TO DO: Please convert the lines below into a numbered list, leaving out any blank lines and the pictures.

MATERIAL TO PROCESS:
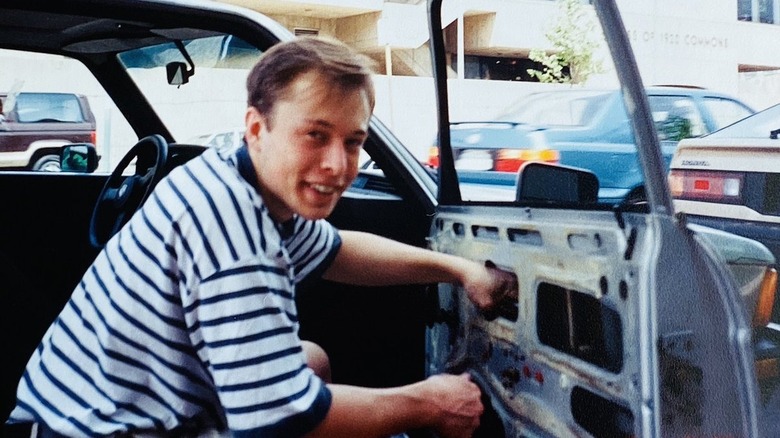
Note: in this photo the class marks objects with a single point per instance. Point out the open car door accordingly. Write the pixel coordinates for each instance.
(628, 323)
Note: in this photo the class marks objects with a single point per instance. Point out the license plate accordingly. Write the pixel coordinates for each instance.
(474, 160)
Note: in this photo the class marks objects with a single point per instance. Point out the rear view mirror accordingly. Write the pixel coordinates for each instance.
(556, 184)
(177, 73)
(79, 158)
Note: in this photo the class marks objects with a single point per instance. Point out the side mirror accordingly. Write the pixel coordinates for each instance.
(556, 184)
(79, 158)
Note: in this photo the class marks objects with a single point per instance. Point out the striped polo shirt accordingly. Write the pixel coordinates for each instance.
(186, 320)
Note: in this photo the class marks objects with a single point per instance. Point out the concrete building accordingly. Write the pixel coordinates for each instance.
(729, 45)
(724, 45)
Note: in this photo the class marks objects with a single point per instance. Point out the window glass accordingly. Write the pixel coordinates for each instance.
(39, 107)
(676, 117)
(725, 111)
(194, 110)
(44, 109)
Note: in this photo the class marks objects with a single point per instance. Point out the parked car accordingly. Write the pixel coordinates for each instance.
(586, 128)
(629, 322)
(36, 125)
(730, 180)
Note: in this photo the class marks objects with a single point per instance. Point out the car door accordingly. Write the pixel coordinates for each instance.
(626, 324)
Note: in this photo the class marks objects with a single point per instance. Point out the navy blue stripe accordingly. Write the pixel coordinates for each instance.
(295, 425)
(98, 413)
(174, 367)
(171, 251)
(262, 383)
(215, 212)
(245, 270)
(81, 427)
(143, 389)
(241, 317)
(252, 338)
(198, 226)
(185, 244)
(76, 368)
(237, 207)
(172, 321)
(258, 359)
(284, 401)
(150, 255)
(129, 318)
(259, 290)
(313, 250)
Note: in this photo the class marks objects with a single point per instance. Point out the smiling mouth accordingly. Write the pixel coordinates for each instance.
(325, 189)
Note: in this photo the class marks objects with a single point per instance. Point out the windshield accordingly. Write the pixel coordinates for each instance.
(576, 108)
(207, 108)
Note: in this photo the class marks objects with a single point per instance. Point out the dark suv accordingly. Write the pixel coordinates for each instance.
(36, 125)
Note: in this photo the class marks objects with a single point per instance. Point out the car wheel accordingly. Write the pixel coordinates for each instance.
(47, 163)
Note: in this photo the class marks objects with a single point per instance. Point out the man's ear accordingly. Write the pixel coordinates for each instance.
(253, 121)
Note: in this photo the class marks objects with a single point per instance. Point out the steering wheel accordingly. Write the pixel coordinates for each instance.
(123, 195)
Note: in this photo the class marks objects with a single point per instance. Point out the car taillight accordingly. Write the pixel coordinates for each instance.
(766, 299)
(433, 156)
(510, 160)
(706, 185)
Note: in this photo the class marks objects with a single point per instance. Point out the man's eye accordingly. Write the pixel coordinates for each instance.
(317, 135)
(354, 145)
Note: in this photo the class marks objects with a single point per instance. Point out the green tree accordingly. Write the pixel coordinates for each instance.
(574, 38)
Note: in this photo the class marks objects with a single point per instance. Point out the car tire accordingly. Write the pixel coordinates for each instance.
(47, 163)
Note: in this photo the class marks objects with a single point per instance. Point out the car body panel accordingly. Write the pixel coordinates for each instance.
(629, 322)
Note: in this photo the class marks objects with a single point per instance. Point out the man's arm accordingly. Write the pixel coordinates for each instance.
(371, 260)
(448, 404)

TASK RESULT:
1. Note: in this photo the class marks objects with a single point per instance. Point out the open car door accordingly. Write the pixel coordinates for each instance.
2. (628, 323)
3. Note: in this photo the class marks objects with a single point per instance. Point out the license plate accordingly. Write the pixel coordinates for each instance.
4. (474, 160)
5. Note: in this photo the class marks objects with a single point per instance. Point out the rear view mirror accordingly. Write the pixel coordinates for each instance.
6. (556, 184)
7. (177, 73)
8. (79, 158)
9. Note: in this photo the class marks objects with a single point per instance. Point out the side mirror accordingly. Write the pixel coordinates for each instance.
10. (556, 184)
11. (79, 158)
12. Note: in this photo the class marks objects with a single point per instance. Point out the striped polo shirt accordingly. Write the pixel coordinates for each instance.
13. (186, 320)
14. Note: in this photo the class marks objects with a single point per instance. Point out the concrete building accordingly. Write the pixel coordinates for each instance.
15. (729, 45)
16. (724, 45)
17. Note: in this photo the class marks objects with a single point per instance. Point out the window glass accordingly. Write the pixel coordinates for each instance.
18. (39, 107)
19. (676, 117)
20. (725, 111)
21. (194, 110)
22. (44, 109)
23. Note: in this photo the class marks objects with a single point per instance. Point out the parked car accordingly. Write the pixel coordinates for each instance.
24. (586, 128)
25. (629, 322)
26. (36, 125)
27. (730, 180)
28. Note: in this photo the class marks objects with a single point per instance. Point out the car door accordingly. Write the pixel coordinates for each instance.
29. (626, 324)
30. Note: in this photo the class marks objects with a single point per instance. Point out the navy blue stripe accordingly. Write the pixel coordinates for each instance.
31. (295, 425)
32. (98, 413)
33. (174, 367)
34. (171, 251)
35. (262, 383)
36. (215, 212)
37. (245, 270)
38. (81, 427)
39. (143, 389)
40. (241, 317)
41. (252, 338)
42. (198, 226)
43. (185, 244)
44. (76, 368)
45. (237, 207)
46. (172, 321)
47. (258, 359)
48. (284, 401)
49. (150, 255)
50. (129, 318)
51. (259, 290)
52. (313, 250)
53. Note: in this photo the class marks objects with a single point per instance. Point out the smiling mouth accordingly. Write the pixel coordinates for each instance.
54. (325, 189)
55. Note: in this photo the class marks objects with a single point per instance. Point out the windshield accordingly. Write the pixel coordinates for each instance.
56. (576, 108)
57. (207, 108)
58. Note: in this photo the class marks objects with a single point per instance. Point out the dark suv accordingly. Write the pixel coordinates for each instance.
59. (36, 125)
60. Note: in this photo the class marks objects with a single point per instance. Point out the car wheel accordingly. Write the pixel coordinates for each instance.
61. (47, 163)
62. Note: in this photo the class marks objects with a single point per instance. Point out the man's ear accordingly. Write the pixel coordinates for each instance.
63. (253, 121)
64. Note: in this photo the class marks objects with a single point per instance. Point out the steering wheel accordingly. Write the pixel coordinates for each instance.
65. (123, 195)
66. Note: in this photo the class marks objects with a single point per instance. Point out the car taillight accordingly. Write the pixel coordinates for each instance.
67. (766, 299)
68. (433, 156)
69. (510, 160)
70. (706, 185)
71. Note: in this photo the class marks objects with a single point per instance. Point out the man's eye accordingly. Write the pixel coordinates for each instance.
72. (317, 135)
73. (354, 145)
74. Note: in this photo the class marks objects with a single point per instance. Point out the green tree accordingly. Write the pixel coordinates for each instance.
75. (574, 38)
76. Note: in this photo the class marks objects with a single point per instance. Point out the car tire accordingly. Write the pixel coordinates for each instance.
77. (47, 163)
78. Note: in this photo the class marks objects with a single point per instance. Point out the car body panel accordingly. Write the pixel coordinates for each instance.
79. (629, 322)
80. Note: in this photo the class marks objects with a single point per instance. Point out the man's arm accordingly. Write the pixel coordinates for each instance.
81. (371, 260)
82. (448, 404)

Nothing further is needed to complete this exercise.